[begin Record list]
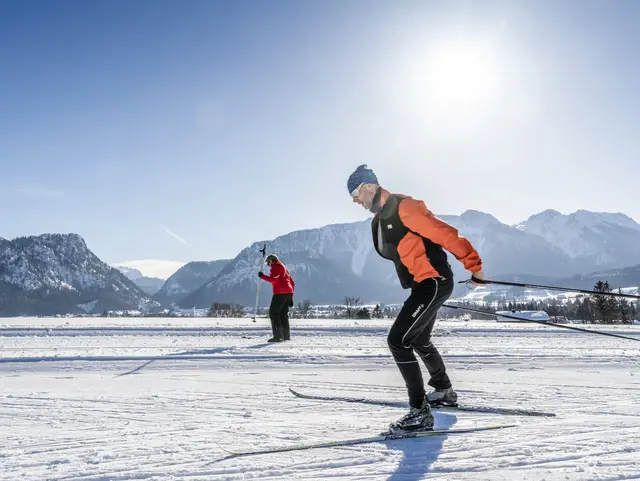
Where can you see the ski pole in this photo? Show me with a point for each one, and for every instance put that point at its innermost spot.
(556, 288)
(563, 326)
(255, 307)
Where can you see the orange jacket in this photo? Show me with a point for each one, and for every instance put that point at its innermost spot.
(408, 233)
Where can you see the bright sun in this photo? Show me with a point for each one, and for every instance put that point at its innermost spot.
(457, 80)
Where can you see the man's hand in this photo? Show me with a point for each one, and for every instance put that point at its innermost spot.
(477, 275)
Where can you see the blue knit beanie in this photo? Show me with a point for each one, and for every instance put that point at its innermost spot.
(362, 175)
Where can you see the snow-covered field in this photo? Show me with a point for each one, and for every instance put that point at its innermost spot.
(127, 399)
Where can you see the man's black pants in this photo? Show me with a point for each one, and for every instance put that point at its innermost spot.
(411, 332)
(279, 315)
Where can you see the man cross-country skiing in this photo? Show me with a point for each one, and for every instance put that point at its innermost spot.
(407, 233)
(283, 287)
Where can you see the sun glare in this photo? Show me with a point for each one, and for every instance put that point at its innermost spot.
(455, 81)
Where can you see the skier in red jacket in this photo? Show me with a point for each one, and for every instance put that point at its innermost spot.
(282, 299)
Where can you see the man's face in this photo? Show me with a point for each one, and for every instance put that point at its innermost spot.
(364, 194)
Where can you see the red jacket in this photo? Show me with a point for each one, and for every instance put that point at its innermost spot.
(280, 279)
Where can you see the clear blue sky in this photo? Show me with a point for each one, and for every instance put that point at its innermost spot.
(185, 130)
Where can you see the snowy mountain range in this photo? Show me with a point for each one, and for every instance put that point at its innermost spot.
(339, 260)
(590, 240)
(56, 273)
(150, 285)
(188, 279)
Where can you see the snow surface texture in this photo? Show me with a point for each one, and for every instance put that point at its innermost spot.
(125, 399)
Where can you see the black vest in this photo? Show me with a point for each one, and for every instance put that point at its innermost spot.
(388, 230)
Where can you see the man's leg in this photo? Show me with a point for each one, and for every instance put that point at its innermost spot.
(284, 318)
(274, 314)
(420, 340)
(403, 353)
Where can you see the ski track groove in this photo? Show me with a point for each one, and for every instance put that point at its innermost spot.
(133, 434)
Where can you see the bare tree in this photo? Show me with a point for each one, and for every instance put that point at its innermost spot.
(351, 305)
(304, 307)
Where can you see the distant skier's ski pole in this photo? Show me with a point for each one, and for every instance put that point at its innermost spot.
(255, 307)
(563, 326)
(554, 288)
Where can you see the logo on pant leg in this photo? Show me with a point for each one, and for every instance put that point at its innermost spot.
(417, 311)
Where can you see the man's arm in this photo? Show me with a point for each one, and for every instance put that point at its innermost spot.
(276, 272)
(415, 216)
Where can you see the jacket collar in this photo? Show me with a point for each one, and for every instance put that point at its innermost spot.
(379, 200)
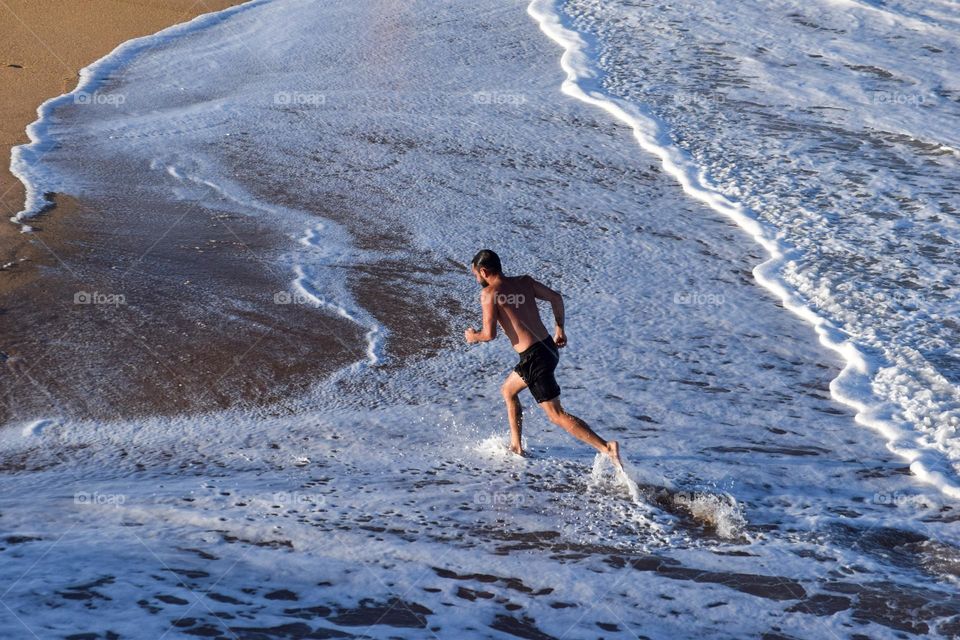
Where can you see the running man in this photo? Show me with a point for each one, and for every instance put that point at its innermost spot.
(512, 301)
[end Record list]
**Exercise details**
Transcribe all of the material exactly, leaving out whatever pictures it contains.

**Completed exercise**
Where can you see the ski pole in this photo? Show me with a point for each one, and for every instance put that point at its innermost spot.
(556, 288)
(563, 326)
(255, 307)
Where can you see the orange jacket in this photo? Show me with a point for each one, and for every instance put that point at its innermost spot.
(408, 233)
Where can you see the bright sun in this photo? Show me with a point for each one, and for every instance put that point at its innermost spot.
(457, 80)
Where can you see the man's hand in this photo? Show me with a point for each one, and for every instance put that point at its innermost spot.
(477, 275)
Where can you see the blue knit beanie in this photo? Show me with a point for each one, and for every instance put that point at its innermost spot.
(362, 175)
Where can you see the snow-covered field in this photo? Show me with a point for each one, and for every instance put that point at its innermost spot.
(127, 399)
Where can you see the man's black pants in this photo? Show me with a point for each one, and for every instance put that point at its innermost spot.
(411, 332)
(279, 315)
Where can you see the man cross-country skiing in this photo? Show me with a point for each one, and for every instance put that point at its innermost spot.
(407, 233)
(283, 287)
Where can you see the sun glare in this photo? Show me with a point for each one, and for every instance put that point at its innermost spot.
(455, 81)
Where can you see the skier in red jacket in this photo? Show me with a point for each one, and for every instance put that point at its innermost spot.
(282, 299)
Where can you see the man's face in this photo? Show me with a point for each one, and for every instance put that point at its innermost spot.
(364, 194)
Where can you see the red jacket in this photo? Show me with a point for each one, and for every instance put that point at its innermost spot.
(280, 279)
Where can you see the clear blue sky in this photo? Show me with a point for each one, and for every instance put that point at its innermost spot.
(185, 130)
Where can you see the snowy mountain range in this photo? Show me with a point for each one, and for every instance put that point at its innermost spot.
(339, 260)
(590, 240)
(56, 273)
(150, 285)
(188, 279)
Where can you see the snow surface texture in this photo? Show me with a point for each one, and for every instance put that point at its innermost spot.
(125, 399)
Where can you see the black vest in this photo? Show me with a point for each one, and for every instance put that point at its innermost spot.
(388, 230)
Where can you see the man's leg in this photo? Show me with a point for each one, and for every instance put that point at its innermost spot.
(284, 318)
(274, 314)
(420, 340)
(403, 353)
Where can you see the ski track groove in this photo? Show me with a point for each one, and for every instance put that point at its innermost spot.
(133, 434)
Where can you see the bare tree in this photo? Show me with a point for each one, and for every instance put that point at its innermost spot.
(351, 305)
(304, 307)
Where can you see the distant skier's ski pole in this photo? Show me with a point for each one, and for every instance put that point at its innermost spot.
(255, 307)
(563, 326)
(554, 288)
Where can you see the logo on pant leg in this photo? Show me with a point for each one, and for every instance put that point at its innermost spot.
(417, 311)
Where can you see the man's arm in this photo? Show me with a point for each one, and for every instance put that point at its innermost spot.
(276, 272)
(415, 216)
Where can you see the jacket collar in this photo? Show me with a point for each one, and for every instance put that point at its innermost spot.
(379, 200)
Where can you see the running man in this photo? Show me with a point for each one, and for every instance put that point at its innermost spot.
(512, 301)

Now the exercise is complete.